Source extract –
§ §

# Best way to keep rice and oats for years?



## Jackangus (Sep 1, 2016)

I'm new to prepping and have a little start up kit.
I have read rice and oats can last indefinite if you store correctly.

I have left my 10kg bags of rice in original unopened packets and put into airtight containers. Have done the same for my oats as well. 
I have stored my food under the stairs cupboard, there is no sunlight. Also figured temp would not get too cold or hot.

Would you guys recommend this method for making rice and oats last a very long time?
Also do I need to put in oxygen absorbents into the airtight containers?

Any help would be appreciated.

Thanks guys.


----------



## Robie (Jun 2, 2016)

I read an article the other night that stated rice was one of the foods that will last indefinitely as long as moisture is kept out.

Don't know a thing about the oats. I would think if they are sealed and airtight...you are good.


----------



## Jackangus (Sep 1, 2016)

Is it a good idea to use Oxygen Absorbers?


----------



## Boss Dog (Feb 8, 2013)

You could. I just put dry goods (in their original packaging) in 5-gal buckets with an o-ring lid. I got them from a deli that used to throw them in the dumpster. They are stacked in the basement which is half underground, away from the windows.


----------



## Illini Warrior (Jan 24, 2015)

"oats" - ????

"airtight containers" - ????

without using mylar bagging you're wasting your time using 02 absorbers ....

dry goods like rice and beans are good for around 5 years in the original retail poly bags - long term storage methods are needed for further storage longevity


----------



## bigwheel (Sep 22, 2014)

From my limited grain handling experiences..would think weevils would need to be taken into consideration on some items. All those things need to hatch is air. Some of the Mormons hold the goods..wheat for example..a plastic bucket with good lids and purge the container with Co2. Its pretty easy to do with dry ice. You put it on top..and since its heavier than air..it will sink and replace the O2. Then you put the lid on it. Dont do this when its windy. Then you use the buckets to hold your bed frame up. Prob easier way to do than with dry ice.


----------



## Auntie (Oct 4, 2014)

I would really like to learn more about this dry ice method.


----------



## Illini Warrior (Jan 24, 2015)

Auntie said:


> I would really like to learn more about this dry ice method.


no you don't - mylar bagging and 02 absorbers were a God send .... it was better than nothing back then, but not at all effective compared to having mylar in the mix ....

§ §

Records provided –
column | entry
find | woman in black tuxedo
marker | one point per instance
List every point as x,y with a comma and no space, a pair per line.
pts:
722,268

§ §

Written problem – From the rice and oats storage thread above, extract word for word the part that opens with the words containing "dry goods like" and closes with "than with dry ice.".

Full output –
dry goods like rice and beans are good for around 5 years in the original retail poly bags - long term storage methods are needed for further storage longevity


----------



## bigwheel (Sep 22, 2014)

From my limited grain handling experiences..would think weevils would need to be taken into consideration on some items. All those things need to hatch is air. Some of the Mormons hold the goods..wheat for example..a plastic bucket with good lids and purge the container with Co2. Its pretty easy to do with dry ice. You put it on top..and since its heavier than air..it will sink and replace the O2. Then you put the lid on it. Dont do this when its windy. Then you use the buckets to hold your bed frame up. Prob easier way to do than with dry ice.